**THE REQUEST**
Copy every line of the listing exactly.

**DATASET EXTRACT**
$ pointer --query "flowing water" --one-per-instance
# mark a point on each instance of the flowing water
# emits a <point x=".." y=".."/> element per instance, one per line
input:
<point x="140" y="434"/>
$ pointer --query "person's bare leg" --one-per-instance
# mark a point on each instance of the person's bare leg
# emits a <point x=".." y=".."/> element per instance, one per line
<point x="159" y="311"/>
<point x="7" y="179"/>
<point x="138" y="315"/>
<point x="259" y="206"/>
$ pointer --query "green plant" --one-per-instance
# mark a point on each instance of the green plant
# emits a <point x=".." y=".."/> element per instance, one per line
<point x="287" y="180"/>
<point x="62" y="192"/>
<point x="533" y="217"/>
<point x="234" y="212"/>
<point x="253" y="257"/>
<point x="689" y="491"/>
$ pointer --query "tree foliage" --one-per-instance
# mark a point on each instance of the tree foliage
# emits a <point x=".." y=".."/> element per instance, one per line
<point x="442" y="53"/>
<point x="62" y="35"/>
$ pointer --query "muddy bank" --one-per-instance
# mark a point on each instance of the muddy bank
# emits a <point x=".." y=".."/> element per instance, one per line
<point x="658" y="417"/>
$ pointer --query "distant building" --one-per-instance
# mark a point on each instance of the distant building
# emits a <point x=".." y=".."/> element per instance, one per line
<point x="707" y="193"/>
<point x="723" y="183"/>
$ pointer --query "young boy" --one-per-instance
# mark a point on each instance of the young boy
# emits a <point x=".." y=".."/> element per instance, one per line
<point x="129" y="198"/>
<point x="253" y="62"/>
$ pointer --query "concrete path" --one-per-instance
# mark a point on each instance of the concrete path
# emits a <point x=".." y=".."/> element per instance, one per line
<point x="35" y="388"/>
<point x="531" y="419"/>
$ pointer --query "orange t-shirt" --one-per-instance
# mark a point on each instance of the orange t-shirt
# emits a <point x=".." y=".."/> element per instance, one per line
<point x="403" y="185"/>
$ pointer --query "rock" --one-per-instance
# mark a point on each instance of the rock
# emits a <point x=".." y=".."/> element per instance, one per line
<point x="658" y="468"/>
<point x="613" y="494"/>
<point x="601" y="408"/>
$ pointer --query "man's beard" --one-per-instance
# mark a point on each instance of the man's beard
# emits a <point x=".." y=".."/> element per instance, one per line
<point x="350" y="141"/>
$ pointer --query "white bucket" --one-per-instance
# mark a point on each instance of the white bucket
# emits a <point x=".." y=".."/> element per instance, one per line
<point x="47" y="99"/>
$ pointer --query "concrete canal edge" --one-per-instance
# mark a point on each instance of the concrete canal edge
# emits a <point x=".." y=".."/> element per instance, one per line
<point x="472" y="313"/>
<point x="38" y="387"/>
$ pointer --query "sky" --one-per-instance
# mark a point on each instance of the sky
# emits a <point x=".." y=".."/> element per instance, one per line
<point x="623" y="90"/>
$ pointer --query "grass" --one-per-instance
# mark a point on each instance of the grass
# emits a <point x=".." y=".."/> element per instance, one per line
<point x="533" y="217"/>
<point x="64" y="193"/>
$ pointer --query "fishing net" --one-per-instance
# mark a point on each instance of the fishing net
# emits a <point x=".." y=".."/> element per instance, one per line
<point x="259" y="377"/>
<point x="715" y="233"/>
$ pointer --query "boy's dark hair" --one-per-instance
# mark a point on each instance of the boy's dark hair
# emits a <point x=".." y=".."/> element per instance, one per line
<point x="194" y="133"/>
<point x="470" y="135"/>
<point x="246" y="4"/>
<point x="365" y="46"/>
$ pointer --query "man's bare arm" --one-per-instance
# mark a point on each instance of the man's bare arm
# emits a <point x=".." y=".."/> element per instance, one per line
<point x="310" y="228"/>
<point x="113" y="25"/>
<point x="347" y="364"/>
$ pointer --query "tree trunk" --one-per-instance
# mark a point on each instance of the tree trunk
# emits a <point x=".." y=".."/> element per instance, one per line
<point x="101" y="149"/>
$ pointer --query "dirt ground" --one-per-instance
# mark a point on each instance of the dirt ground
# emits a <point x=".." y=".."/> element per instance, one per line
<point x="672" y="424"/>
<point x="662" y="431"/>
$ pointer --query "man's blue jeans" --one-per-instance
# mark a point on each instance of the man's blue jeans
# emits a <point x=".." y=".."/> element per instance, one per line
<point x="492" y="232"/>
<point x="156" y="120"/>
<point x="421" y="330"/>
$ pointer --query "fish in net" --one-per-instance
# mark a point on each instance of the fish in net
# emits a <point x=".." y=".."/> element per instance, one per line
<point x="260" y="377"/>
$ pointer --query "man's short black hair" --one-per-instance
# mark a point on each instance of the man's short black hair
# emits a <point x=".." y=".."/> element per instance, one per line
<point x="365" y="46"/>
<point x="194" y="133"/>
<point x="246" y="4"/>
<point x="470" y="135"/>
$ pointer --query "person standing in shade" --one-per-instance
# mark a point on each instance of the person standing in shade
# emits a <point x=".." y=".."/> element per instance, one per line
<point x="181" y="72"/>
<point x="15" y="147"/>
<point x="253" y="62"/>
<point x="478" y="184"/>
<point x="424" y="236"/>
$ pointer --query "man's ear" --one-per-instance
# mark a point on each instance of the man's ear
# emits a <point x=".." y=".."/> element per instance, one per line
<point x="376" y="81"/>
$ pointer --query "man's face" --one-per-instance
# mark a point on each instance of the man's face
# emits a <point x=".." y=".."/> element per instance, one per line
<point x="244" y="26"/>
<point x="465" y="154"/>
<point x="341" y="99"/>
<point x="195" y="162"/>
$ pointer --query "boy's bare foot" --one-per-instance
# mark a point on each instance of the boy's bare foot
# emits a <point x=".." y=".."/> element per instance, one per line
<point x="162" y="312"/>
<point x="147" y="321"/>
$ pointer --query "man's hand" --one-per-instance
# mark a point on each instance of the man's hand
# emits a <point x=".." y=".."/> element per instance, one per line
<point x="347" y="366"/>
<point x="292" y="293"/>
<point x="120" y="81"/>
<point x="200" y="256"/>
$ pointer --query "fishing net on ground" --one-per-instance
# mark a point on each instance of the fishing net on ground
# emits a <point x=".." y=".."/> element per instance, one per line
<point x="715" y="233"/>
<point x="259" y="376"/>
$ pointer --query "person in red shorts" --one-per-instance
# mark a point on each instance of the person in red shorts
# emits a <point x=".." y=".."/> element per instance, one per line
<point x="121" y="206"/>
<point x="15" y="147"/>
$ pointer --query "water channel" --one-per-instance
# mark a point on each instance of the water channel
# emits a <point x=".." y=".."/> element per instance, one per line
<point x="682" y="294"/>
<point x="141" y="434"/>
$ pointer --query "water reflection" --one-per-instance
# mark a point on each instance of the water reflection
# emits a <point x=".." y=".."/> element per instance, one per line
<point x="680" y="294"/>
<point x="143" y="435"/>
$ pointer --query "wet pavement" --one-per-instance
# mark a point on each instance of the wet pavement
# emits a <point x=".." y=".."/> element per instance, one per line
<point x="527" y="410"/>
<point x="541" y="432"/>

**EXPECTED OUTPUT**
$ pointer --query "flowing water" --one-per-instance
# mark a point on each instance of the flowing water
# emits a <point x=".." y=".."/> element per instance, one per line
input:
<point x="140" y="434"/>
$ pointer --query "person's bare leg" --one-per-instance
# mark a point on each instance of the person's bare leg
# emits a <point x=".." y=".."/> element per instance, one per line
<point x="159" y="311"/>
<point x="7" y="179"/>
<point x="138" y="315"/>
<point x="259" y="206"/>
$ pointer --query "green plant" --one-per-instance
# mark a point on each instance of the green plant
# emits a <point x=".." y=".."/> element per instance, one per line
<point x="287" y="180"/>
<point x="62" y="192"/>
<point x="533" y="217"/>
<point x="234" y="212"/>
<point x="253" y="257"/>
<point x="689" y="491"/>
$ pointer --query "tree foliage" --one-per-instance
# mark a point on each instance of the tree foliage
# emits a <point x=".." y=".."/> element per instance, one per line
<point x="442" y="53"/>
<point x="62" y="35"/>
$ pointer --query "muddy bank" --one-per-instance
# mark a point on each instance of the muddy bank
# emits a <point x=".." y=".."/> element per instance, one per line
<point x="658" y="417"/>
$ pointer --query "distant building" --one-per-instance
# mark a point on each instance of the distant building
# emits a <point x=".." y=".."/> element per instance, one per line
<point x="707" y="193"/>
<point x="723" y="183"/>
$ pointer --query "young boy" --one-per-instance
# mark a point on each instance of the young boy
# emits a <point x=".." y=".."/> element per instance, one per line
<point x="129" y="198"/>
<point x="253" y="62"/>
$ pointer --query "concrete path" --one-per-instance
# mark a point on each instance of the concrete path
# emits a <point x=".." y=".."/> element per instance, one per line
<point x="35" y="388"/>
<point x="531" y="419"/>
$ pointer --query "orange t-shirt" --one-per-instance
# mark a point on each instance of the orange t-shirt
# emits a <point x=".." y=".."/> element per instance, one per line
<point x="403" y="185"/>
$ pointer --query "rock" --one-per-instance
# mark a point on each instance of the rock
# emits a <point x=".." y=".."/> element per instance, one per line
<point x="658" y="468"/>
<point x="613" y="494"/>
<point x="601" y="408"/>
$ pointer --query "man's beard" --one-per-instance
# mark a point on each instance of the man's beard
# emits a <point x=".." y=".."/> element per instance, one per line
<point x="350" y="141"/>
$ pointer --query "white bucket" --one-per-instance
# mark a point on each instance of the white bucket
# emits a <point x=".." y=".."/> element per instance, one per line
<point x="47" y="99"/>
$ pointer --query "concrete canal edge" --one-per-instance
# mark a point on each instance of the concrete canal edge
# emits a <point x=".." y=".."/> element per instance, one per line
<point x="472" y="313"/>
<point x="38" y="387"/>
$ pointer --query "sky" --one-per-instance
# mark a point on each instance of the sky
# emits a <point x=".." y=".."/> element per instance, one per line
<point x="623" y="90"/>
$ pointer --query "grass" --one-per-instance
# mark a point on each instance of the grass
# emits a <point x=".." y=".."/> element per instance, one per line
<point x="533" y="217"/>
<point x="64" y="193"/>
$ pointer --query "fishing net" --one-per-instance
# mark a point on each instance of the fishing net
# emits a <point x=".." y=".."/> element per instance, one per line
<point x="259" y="377"/>
<point x="715" y="233"/>
$ pointer --query "boy's dark hair" --one-per-instance
# mark a point on each instance of the boy's dark hair
# emits a <point x=".." y=".."/> element per instance, one per line
<point x="194" y="133"/>
<point x="470" y="135"/>
<point x="246" y="4"/>
<point x="365" y="46"/>
$ pointer --query "man's bare arm" --one-per-instance
# mark a point on each instance of the man's bare arm
# emits a <point x=".." y=".."/> element per instance, one per line
<point x="310" y="228"/>
<point x="113" y="25"/>
<point x="347" y="364"/>
$ pointer --query "tree trunk" --one-per-instance
# mark a point on each instance of the tree trunk
# emits a <point x=".." y=".."/> element per instance, one per line
<point x="101" y="149"/>
$ pointer --query "dirt ground" --one-per-instance
# mark a point on each instance of the dirt ground
# emits a <point x=".." y=".."/> element per instance, one per line
<point x="672" y="424"/>
<point x="662" y="431"/>
$ pointer --query "man's blue jeans" --one-per-instance
# mark a point on each instance of the man's blue jeans
# emits a <point x=".." y=".."/> element per instance, one per line
<point x="492" y="232"/>
<point x="156" y="120"/>
<point x="421" y="330"/>
$ pointer --query "fish in net" --one-per-instance
# mark a point on each instance of the fish in net
# emits a <point x=".." y=".."/> element per instance, one per line
<point x="260" y="377"/>
$ pointer --query "man's short black hair" --one-per-instance
# mark a point on each instance of the man's short black hair
# emits a <point x=".." y=".."/> element per instance, one per line
<point x="365" y="46"/>
<point x="194" y="133"/>
<point x="246" y="4"/>
<point x="470" y="135"/>
$ pointer --query "person standing in shade" --one-per-instance
# mark a point on each instance of the person standing in shade
# emits a <point x=".." y=".."/> element per instance, one per line
<point x="181" y="72"/>
<point x="15" y="147"/>
<point x="253" y="62"/>
<point x="478" y="184"/>
<point x="424" y="236"/>
$ pointer --query "man's ear" --one-per-instance
# mark a point on each instance of the man's ear
# emits a <point x=".." y=".."/> element per instance, one per line
<point x="376" y="81"/>
$ pointer --query "man's face" --one-per-instance
# mark a point on each instance of the man's face
# emits a <point x=".." y=".."/> element per instance, one per line
<point x="244" y="26"/>
<point x="465" y="154"/>
<point x="341" y="99"/>
<point x="195" y="162"/>
$ pointer --query "boy's bare foot" --one-per-instance
# mark a point on each instance of the boy's bare foot
# emits a <point x=".." y=".."/> element per instance, one per line
<point x="162" y="312"/>
<point x="147" y="321"/>
$ pointer --query "man's hand" --one-per-instance
# mark a point on each instance of the man's hand
# emits a <point x=".." y=".."/> element per instance, one per line
<point x="347" y="366"/>
<point x="292" y="293"/>
<point x="120" y="81"/>
<point x="200" y="256"/>
$ pointer --query "fishing net on ground" --one-per-instance
# mark a point on each instance of the fishing net on ground
# emits a <point x=".." y=".."/> element per instance, one per line
<point x="715" y="233"/>
<point x="259" y="376"/>
$ pointer --query "person in red shorts" --one-per-instance
# mark a point on each instance of the person in red shorts
# emits a <point x=".." y=".."/> element per instance, one per line
<point x="121" y="206"/>
<point x="15" y="147"/>
$ pointer --query "water channel" --one-per-instance
# mark a point on each instance of the water channel
# emits a <point x=".." y=".."/> element per instance, one per line
<point x="682" y="294"/>
<point x="141" y="434"/>
$ pointer --query "water reflection" --one-per-instance
# mark a point on each instance of the water reflection
# emits a <point x=".." y=".."/> element per instance, one per line
<point x="680" y="294"/>
<point x="143" y="435"/>
$ pointer --query "wet pavement" --one-per-instance
# mark a point on each instance of the wet pavement
# emits a <point x=".." y=".."/> element per instance, one per line
<point x="527" y="410"/>
<point x="541" y="432"/>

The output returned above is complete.